- Instructions to follow
Could you update the records by replacing "noun phrase" with "text label" throughout and leaving everything else unchanged?

[Raw records]
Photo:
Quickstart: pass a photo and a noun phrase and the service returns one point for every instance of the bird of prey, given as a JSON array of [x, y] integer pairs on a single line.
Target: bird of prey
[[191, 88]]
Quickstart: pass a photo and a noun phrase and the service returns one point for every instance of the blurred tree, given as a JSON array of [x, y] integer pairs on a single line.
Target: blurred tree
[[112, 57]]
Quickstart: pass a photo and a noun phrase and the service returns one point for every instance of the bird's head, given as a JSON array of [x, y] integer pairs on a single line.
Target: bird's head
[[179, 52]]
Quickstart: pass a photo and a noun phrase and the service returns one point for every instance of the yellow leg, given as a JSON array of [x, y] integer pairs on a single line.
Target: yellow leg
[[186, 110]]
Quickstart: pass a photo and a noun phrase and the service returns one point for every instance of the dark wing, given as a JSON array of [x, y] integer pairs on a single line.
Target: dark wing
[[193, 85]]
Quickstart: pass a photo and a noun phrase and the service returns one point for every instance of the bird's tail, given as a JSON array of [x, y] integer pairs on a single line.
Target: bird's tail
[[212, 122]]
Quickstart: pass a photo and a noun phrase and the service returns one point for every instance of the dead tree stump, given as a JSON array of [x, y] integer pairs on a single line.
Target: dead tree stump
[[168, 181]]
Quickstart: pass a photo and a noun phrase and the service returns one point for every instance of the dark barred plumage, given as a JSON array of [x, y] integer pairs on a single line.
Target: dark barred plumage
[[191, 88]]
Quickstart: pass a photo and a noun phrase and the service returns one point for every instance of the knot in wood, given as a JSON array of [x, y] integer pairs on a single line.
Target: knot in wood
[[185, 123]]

- Exercise answer
Photo:
Quickstart: pass a photo and a text label and the service returns one point for every instance of the bird of prey, given as a JSON array of [x, y] integer pairs on a single line.
Target: bird of prey
[[191, 88]]
Quickstart: pass a photo and a text label and the service returns one point for every instance of the blurred tree, given as a JSON array of [x, y] integer pairs on a single line.
Target: blurred tree
[[112, 57]]
Quickstart: pass a photo and a text label and the service returns one point for every instance of the bird's head, given as a JSON array of [x, y] integer pairs on a single line.
Target: bird's head
[[179, 52]]
Quickstart: pass a photo and a text label and the service returns one point for every instance of the yellow leg, given as a JSON array of [x, y] integer pairs on a single line.
Target: yellow leg
[[186, 110]]
Quickstart: pass a photo and a text label and the service returns one point for every instance of the dark wing, given as a JSON array of [x, y] integer pairs on a single line.
Target: dark wing
[[193, 85]]
Quickstart: pass a photo and a text label and the service returns one point for every instance of the bird's tail, given as a JSON array of [x, y] integer pairs on a single line.
Target: bird's tail
[[212, 122]]
Quickstart: pass a photo and a text label and the service returns one point for every instance of the dead tree stump, given as a JSON array of [x, y] integer pairs on a single line.
Target: dead tree stump
[[168, 181]]
Quickstart: pass a photo and a text label and the service returns one point for every instance of the dark barred plumage, given as a JSON array of [x, y] integer pairs on a single line.
Target: dark barred plumage
[[191, 88]]
Quickstart: pass a photo and a text label and the service returns one point for every instance of the knot in wood, given as a JSON array of [x, y] integer pairs on a single line.
Target: knot in wood
[[185, 123]]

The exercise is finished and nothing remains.